**EXCERPTED PASSAGE:**
::::

We begin our analysis by noting that public entities in this state can ac *875 quire title to real property by adverse possession. See, e.g., Terry v. City of Independence, 388 S.W.2d 769, 770-71 (Mo. 1965) (municipality); Southern Reynolds County School Dist. v. Callahan, 313 S.W.2d 35, 38 (Mo.1958) (school district); Szombathy v. City of Berkeley, 280 S.W.2d 834, 836 (Mo.1955) (municipality); Basye v. Fayette R-III School Dist. Bd. of Educ., 150 S.W.3d 111, 116 (Mo.App.2004) (school district); Rector v. Missouri Dep’t of Natural Res., 685 S.W.2d 225, 227 (Mo.App. 1984) (state agency). “The elements necessary to establish title to property by adverse possession are: (1) the possession must be hostile and under claim of right; (2) possession must be actual; (3) possession must be open and notorious; (4) possession must be exclusive; and (5) possession must be continuous for the requisite period.” Lacy v. Schmitz, 639 S.W.2d 96, 99 (Mo.App.1982). The required statutory period is ten years. § 516.010; Rector, 685 S.W.2d at 227. 4

Based on the result reached below, the trial court found that the City proved each of the foregoing elements as to all four disputed parcels of land. Appellants have not challenged this ruling on appeal. Viewed in a light most favorable to the judgment, the City acquired title by adverse possession to the land formerly owned by Appellants many years prior to the institution of the City’s quiet title action. 5

Appellants base their assault on the judgment upon art. I, § 26. They argue that allowing a municipality to acquire ownership of land by adverse possession violates the constitutional prohibition against private property being “taken ... for public use without just compensation.” We find this argument to be without merit.

::::

**DATA EXCERPTS:**
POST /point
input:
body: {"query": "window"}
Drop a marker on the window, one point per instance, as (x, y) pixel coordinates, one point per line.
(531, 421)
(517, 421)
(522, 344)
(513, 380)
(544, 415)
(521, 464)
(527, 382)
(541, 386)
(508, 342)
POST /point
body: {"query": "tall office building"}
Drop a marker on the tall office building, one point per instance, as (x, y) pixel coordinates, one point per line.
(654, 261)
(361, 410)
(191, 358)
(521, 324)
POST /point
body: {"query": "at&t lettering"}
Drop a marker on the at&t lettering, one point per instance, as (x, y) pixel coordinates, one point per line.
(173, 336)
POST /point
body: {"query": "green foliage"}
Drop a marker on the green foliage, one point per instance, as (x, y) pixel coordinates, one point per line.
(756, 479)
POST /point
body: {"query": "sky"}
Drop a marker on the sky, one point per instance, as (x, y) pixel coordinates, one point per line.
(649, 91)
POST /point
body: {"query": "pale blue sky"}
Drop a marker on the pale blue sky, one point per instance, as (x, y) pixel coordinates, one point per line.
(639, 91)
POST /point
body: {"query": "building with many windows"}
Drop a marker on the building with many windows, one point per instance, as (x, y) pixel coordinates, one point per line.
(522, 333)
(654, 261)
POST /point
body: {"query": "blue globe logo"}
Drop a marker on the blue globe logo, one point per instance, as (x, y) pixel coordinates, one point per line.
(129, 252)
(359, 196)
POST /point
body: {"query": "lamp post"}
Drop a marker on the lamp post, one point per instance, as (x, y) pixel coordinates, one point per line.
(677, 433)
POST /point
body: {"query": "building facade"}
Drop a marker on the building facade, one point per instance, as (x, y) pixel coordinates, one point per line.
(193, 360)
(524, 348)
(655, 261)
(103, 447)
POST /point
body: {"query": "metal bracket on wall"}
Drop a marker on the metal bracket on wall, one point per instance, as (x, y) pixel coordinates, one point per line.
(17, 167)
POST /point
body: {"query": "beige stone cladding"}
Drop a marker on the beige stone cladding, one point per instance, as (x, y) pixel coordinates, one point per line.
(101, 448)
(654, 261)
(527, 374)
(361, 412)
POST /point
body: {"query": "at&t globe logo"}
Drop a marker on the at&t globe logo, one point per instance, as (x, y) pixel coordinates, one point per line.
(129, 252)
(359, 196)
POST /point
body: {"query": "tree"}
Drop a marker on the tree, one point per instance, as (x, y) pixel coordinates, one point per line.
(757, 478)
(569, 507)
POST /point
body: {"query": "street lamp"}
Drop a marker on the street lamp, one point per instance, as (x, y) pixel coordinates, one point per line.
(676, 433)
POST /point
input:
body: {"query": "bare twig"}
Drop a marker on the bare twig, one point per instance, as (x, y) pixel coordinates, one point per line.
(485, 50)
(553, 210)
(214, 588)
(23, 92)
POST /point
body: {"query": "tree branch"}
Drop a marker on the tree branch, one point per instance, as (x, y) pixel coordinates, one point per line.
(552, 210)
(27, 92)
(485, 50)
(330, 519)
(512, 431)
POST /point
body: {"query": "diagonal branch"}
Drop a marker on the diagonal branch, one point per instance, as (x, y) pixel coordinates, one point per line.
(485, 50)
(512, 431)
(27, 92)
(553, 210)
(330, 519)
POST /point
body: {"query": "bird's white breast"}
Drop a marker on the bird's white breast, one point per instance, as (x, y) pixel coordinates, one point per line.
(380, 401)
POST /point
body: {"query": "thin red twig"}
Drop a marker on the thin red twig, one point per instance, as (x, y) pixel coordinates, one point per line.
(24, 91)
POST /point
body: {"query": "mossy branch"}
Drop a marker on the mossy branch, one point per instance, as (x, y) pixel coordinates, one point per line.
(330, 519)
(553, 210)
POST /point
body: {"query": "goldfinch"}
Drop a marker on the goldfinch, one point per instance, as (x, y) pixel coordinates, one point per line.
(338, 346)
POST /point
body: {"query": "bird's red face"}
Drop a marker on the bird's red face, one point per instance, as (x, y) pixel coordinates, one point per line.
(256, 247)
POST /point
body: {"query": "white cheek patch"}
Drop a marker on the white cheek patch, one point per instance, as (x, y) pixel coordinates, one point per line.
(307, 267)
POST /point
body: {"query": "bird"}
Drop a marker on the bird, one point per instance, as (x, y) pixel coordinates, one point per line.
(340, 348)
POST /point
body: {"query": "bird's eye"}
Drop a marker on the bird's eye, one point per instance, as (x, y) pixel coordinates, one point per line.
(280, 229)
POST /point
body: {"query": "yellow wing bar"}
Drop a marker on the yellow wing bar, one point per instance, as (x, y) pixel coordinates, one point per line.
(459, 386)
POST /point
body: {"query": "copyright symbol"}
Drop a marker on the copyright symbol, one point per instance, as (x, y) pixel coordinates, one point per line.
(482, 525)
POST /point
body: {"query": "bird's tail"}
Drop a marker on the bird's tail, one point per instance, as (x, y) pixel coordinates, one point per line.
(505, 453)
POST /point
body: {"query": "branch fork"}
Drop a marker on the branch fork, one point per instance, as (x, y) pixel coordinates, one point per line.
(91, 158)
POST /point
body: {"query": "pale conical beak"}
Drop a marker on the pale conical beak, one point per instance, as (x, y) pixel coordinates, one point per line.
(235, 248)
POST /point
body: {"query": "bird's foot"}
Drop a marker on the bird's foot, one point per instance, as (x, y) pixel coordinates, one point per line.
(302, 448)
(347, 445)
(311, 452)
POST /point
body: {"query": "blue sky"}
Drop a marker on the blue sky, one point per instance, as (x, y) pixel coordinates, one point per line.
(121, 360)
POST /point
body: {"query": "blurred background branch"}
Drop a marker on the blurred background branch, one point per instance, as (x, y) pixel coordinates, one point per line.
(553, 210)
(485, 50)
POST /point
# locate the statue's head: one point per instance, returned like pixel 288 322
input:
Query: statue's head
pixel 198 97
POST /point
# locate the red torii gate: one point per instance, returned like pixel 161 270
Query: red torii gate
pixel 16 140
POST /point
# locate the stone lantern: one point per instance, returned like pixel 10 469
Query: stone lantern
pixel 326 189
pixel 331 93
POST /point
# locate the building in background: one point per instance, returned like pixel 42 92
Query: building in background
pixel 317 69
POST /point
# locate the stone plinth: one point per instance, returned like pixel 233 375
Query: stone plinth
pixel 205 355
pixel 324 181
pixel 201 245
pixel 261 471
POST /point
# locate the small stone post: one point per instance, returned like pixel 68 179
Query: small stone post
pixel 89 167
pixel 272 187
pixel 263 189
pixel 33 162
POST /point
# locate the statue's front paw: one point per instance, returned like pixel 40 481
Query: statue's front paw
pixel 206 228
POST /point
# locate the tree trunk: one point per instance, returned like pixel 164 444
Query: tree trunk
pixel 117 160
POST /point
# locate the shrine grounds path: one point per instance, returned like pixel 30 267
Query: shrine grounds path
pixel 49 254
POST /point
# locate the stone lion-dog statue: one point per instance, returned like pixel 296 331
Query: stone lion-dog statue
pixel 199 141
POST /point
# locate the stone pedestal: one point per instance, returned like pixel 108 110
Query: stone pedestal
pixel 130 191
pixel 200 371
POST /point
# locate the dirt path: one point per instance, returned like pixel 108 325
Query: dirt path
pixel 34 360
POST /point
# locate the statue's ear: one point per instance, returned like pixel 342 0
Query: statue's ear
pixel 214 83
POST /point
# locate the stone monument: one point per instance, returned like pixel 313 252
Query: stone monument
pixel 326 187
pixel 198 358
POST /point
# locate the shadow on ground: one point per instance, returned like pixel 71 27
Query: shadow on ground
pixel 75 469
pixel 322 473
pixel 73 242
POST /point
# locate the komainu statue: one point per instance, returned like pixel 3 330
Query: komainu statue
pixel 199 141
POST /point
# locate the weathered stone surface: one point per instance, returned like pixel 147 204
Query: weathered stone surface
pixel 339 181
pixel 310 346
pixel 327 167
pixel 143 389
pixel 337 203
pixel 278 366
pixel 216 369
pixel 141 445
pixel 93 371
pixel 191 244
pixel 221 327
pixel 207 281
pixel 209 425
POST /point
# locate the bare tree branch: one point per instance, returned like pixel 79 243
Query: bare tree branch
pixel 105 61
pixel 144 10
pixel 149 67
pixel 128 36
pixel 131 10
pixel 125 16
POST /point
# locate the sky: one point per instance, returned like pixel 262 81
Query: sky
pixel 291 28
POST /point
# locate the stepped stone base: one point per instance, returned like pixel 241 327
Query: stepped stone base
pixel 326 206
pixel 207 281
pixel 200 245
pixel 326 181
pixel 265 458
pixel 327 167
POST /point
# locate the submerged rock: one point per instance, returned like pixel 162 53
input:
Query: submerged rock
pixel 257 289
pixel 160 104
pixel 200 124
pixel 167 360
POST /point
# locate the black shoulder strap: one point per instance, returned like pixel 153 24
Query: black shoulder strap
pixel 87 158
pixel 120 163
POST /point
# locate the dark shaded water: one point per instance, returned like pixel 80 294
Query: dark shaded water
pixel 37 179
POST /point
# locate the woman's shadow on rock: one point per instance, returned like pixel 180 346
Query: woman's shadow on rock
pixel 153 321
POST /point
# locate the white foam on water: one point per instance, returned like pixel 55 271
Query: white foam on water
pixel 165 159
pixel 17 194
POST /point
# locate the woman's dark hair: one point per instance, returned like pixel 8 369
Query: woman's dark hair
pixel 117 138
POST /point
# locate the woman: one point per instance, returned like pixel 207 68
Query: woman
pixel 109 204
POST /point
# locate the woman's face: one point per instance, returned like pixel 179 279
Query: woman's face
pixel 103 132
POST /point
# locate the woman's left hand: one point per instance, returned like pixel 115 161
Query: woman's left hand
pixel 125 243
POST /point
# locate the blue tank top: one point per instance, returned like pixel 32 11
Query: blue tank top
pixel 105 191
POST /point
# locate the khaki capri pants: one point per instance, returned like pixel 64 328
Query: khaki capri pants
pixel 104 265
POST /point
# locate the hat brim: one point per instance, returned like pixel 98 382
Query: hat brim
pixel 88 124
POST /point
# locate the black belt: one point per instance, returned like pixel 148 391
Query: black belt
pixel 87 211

::::

**OBJECTIVE:** Transcribe the court passage above on public entities acquiring land by adverse possession, word for word and in full.

**WORKED SOLUTION:**
We begin our analysis by noting that public entities in this state can ac *875 quire title to real property by adverse possession. See, e.g., Terry v. City of Independence, 388 S.W.2d 769, 770-71 (Mo. 1965) (municipality); Southern Reynolds County School Dist. v. Callahan, 313 S.W.2d 35, 38 (Mo.1958) (school district); Szombathy v. City of Berkeley, 280 S.W.2d 834, 836 (Mo.1955) (municipality); Basye v. Fayette R-III School Dist. Bd. of Educ., 150 S.W.3d 111, 116 (Mo.App.2004) (school district); Rector v. Missouri Dep’t of Natural Res., 685 S.W.2d 225, 227 (Mo.App. 1984) (state agency). “The elements necessary to establish title to property by adverse possession are: (1) the possession must be hostile and under claim of right; (2) possession must be actual; (3) possession must be open and notorious; (4) possession must be exclusive; and (5) possession must be continuous for the requisite period.” Lacy v. Schmitz, 639 S.W.2d 96, 99 (Mo.App.1982). The required statutory period is ten years. § 516.010; Rector, 685 S.W.2d at 227. 4

Based on the result reached below, the trial court found that the City proved each of the foregoing elements as to all four disputed parcels of land. Appellants have not challenged this ruling on appeal. Viewed in a light most favorable to the judgment, the City acquired title by adverse possession to the land formerly owned by Appellants many years prior to the institution of the City’s quiet title action. 5

Appellants base their assault on the judgment upon art. I, § 26. They argue that allowing a municipality to acquire ownership of land by adverse possession violates the constitutional prohibition against private property being “taken ... for public use without just compensation.” We find this argument to be without merit.